## [WORK INSTRUCTION]
Reproduce the lines below exactly. Skip images.

## [RECORDS PROVIDED]
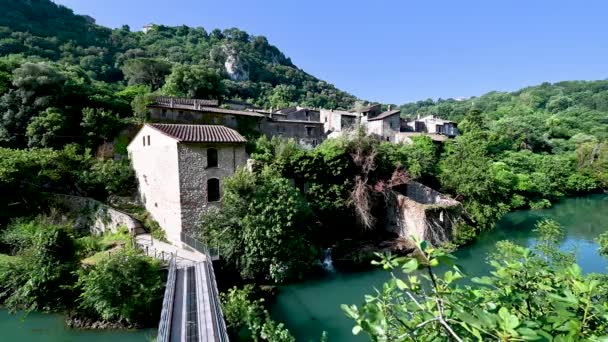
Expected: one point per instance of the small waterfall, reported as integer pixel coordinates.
(328, 264)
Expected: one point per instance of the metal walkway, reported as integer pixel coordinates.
(191, 307)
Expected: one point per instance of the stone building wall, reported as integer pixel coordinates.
(194, 174)
(423, 213)
(158, 181)
(307, 134)
(96, 217)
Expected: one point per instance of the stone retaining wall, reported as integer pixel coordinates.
(97, 217)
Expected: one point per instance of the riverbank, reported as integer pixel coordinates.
(51, 328)
(309, 308)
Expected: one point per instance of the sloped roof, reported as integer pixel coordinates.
(385, 115)
(200, 133)
(164, 100)
(434, 118)
(433, 136)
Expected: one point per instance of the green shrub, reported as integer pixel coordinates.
(42, 277)
(540, 204)
(246, 318)
(125, 286)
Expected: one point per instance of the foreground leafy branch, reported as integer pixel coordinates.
(532, 294)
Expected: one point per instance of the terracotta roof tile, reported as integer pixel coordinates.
(385, 115)
(200, 133)
(164, 100)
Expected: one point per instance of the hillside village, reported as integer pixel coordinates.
(308, 126)
(190, 146)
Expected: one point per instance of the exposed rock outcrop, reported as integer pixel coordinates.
(235, 67)
(419, 211)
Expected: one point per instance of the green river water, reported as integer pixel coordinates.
(312, 307)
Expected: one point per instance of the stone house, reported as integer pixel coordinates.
(432, 125)
(180, 169)
(305, 133)
(384, 126)
(335, 121)
(301, 124)
(197, 111)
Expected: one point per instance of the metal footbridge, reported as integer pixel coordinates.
(191, 306)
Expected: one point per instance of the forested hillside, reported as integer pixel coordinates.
(53, 64)
(525, 148)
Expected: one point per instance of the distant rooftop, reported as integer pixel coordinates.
(433, 136)
(200, 133)
(385, 115)
(201, 105)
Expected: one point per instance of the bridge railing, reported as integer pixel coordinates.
(200, 246)
(216, 306)
(164, 326)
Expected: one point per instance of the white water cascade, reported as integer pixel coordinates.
(328, 264)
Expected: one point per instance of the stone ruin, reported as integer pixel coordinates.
(419, 211)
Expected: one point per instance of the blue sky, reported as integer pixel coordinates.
(402, 51)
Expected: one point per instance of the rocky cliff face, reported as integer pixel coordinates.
(423, 213)
(235, 67)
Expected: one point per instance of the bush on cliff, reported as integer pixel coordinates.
(125, 286)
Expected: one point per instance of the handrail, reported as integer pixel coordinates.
(199, 246)
(218, 317)
(164, 326)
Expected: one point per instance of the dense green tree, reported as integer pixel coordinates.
(246, 318)
(146, 71)
(44, 274)
(531, 294)
(100, 125)
(263, 228)
(125, 286)
(198, 81)
(45, 130)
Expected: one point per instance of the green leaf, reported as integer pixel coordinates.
(410, 266)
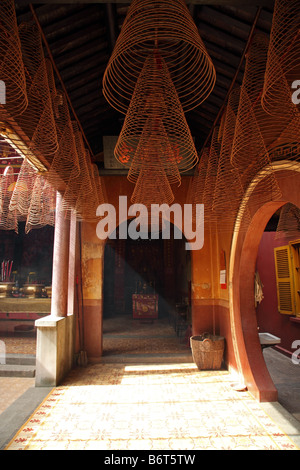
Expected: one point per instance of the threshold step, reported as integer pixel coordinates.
(16, 359)
(17, 370)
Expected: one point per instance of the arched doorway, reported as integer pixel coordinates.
(278, 308)
(249, 359)
(146, 295)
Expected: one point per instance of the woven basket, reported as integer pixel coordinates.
(207, 351)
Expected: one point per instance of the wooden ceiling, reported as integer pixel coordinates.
(80, 36)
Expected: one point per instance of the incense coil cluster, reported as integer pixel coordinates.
(152, 184)
(228, 191)
(283, 64)
(289, 221)
(158, 70)
(12, 71)
(42, 205)
(254, 130)
(155, 113)
(37, 121)
(8, 219)
(51, 137)
(26, 198)
(168, 26)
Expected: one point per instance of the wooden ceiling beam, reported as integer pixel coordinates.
(262, 3)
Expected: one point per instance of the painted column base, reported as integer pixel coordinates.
(54, 351)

## [RESULT BELOW]
Expected: one point per instance of the small waterfall, reported as integer pixel coordinates.
(328, 264)
Expected: one point per instance of the metal walkway, reported as integer pixel coordinates.
(191, 307)
Expected: one point per instance of the stone building wall, reported as integer pixel coordinates.
(194, 174)
(423, 213)
(158, 181)
(307, 134)
(96, 217)
Expected: one point per instance of the stone retaining wall, reported as integer pixel coordinates.
(97, 217)
Expected: one point per instance of the riverbank, reported as integer pixel coordinates.
(51, 328)
(309, 308)
Expected: one point per instance of the sloped roof, reported as integer pixel coordinates.
(385, 115)
(200, 133)
(164, 100)
(434, 118)
(433, 136)
Expected: one point per instance of the green shrub, reported as integer pixel coordinates.
(42, 277)
(540, 204)
(246, 318)
(125, 286)
Expected: one point per instance of the foreground leafy branch, reported as integer pixel coordinates.
(532, 294)
Expected: one point per instance of the terracotta roof tile, reported as integer pixel coordinates.
(385, 115)
(200, 133)
(164, 100)
Expected: one point per instance of the hillside village, reported as integer pixel coordinates.
(308, 126)
(190, 146)
Expected: one point per instance of the exposed rock outcrop, reported as integer pixel coordinates.
(235, 67)
(419, 211)
Expected: one point per instance of the green river water, reported as integer pixel coordinates.
(312, 307)
Expected: one point per instance of the stone house, reported as integer pixel coordinates.
(432, 125)
(180, 169)
(305, 133)
(384, 126)
(335, 121)
(301, 124)
(197, 111)
Expected: one point per instance of the metal footbridge, reported as integer pixel coordinates.
(191, 306)
Expected: one point per instance of the forested hillside, reported as integer pixel coordinates.
(53, 64)
(525, 148)
Expected: one point per instance of the distant rooftop, reported as integer pixel coordinates.
(433, 136)
(200, 133)
(385, 115)
(201, 105)
Expected: one point per instance of the bridge railing, reported as integer pixel coordinates.
(200, 246)
(216, 306)
(164, 326)
Expected: one point per instance of the white water cascade, reported as integer pixel coordinates.
(328, 264)
Expected: one point per instance of the stone ruin, reported as integer pixel coordinates.
(419, 211)
Expected: one point per instance of the blue sky, reported as integer pixel coordinates.
(402, 51)
Expected: one point per instance of the rocky cliff face, reported as integer pixel coordinates.
(423, 213)
(235, 67)
Expected: one point per instance of the bush on cliff, reported as integer pixel coordinates.
(125, 286)
Expected: one point per instance of the handrail, reported as integer pixel coordinates.
(199, 246)
(218, 317)
(164, 326)
Expected: one point per instance of the dense green tree, reported as integer pixel coordinates.
(246, 318)
(146, 71)
(44, 274)
(531, 294)
(100, 125)
(263, 228)
(125, 286)
(198, 81)
(45, 130)
Expected: one point per instance of the green leaf, reported as integer pixel coordinates.
(410, 266)
Expected: one point per instance of the threshold step, reported as integer pixel coordinates.
(16, 359)
(17, 370)
Expected: one point per instance of the arched doorway, reported as integer pixel coordinates.
(278, 308)
(249, 359)
(146, 295)
Expected: one point per instance of the woven basket, reported as integer pixel coordinates.
(207, 351)
Expected: one point per instance of the wooden ceiling, reported as integer pixel coordinates.
(80, 36)
Expected: one point per instance of the incense coil cluster, reported as integer pixel coordinates.
(152, 184)
(228, 191)
(283, 64)
(289, 221)
(158, 70)
(12, 71)
(42, 205)
(254, 130)
(155, 113)
(37, 121)
(8, 219)
(51, 137)
(26, 198)
(168, 26)
Expected: one point per instance of the wooden ceiling beam, reported as integer pixel coordinates.
(262, 3)
Expected: one point per instance of the painted column base, reported as integer pixel coordinates.
(54, 351)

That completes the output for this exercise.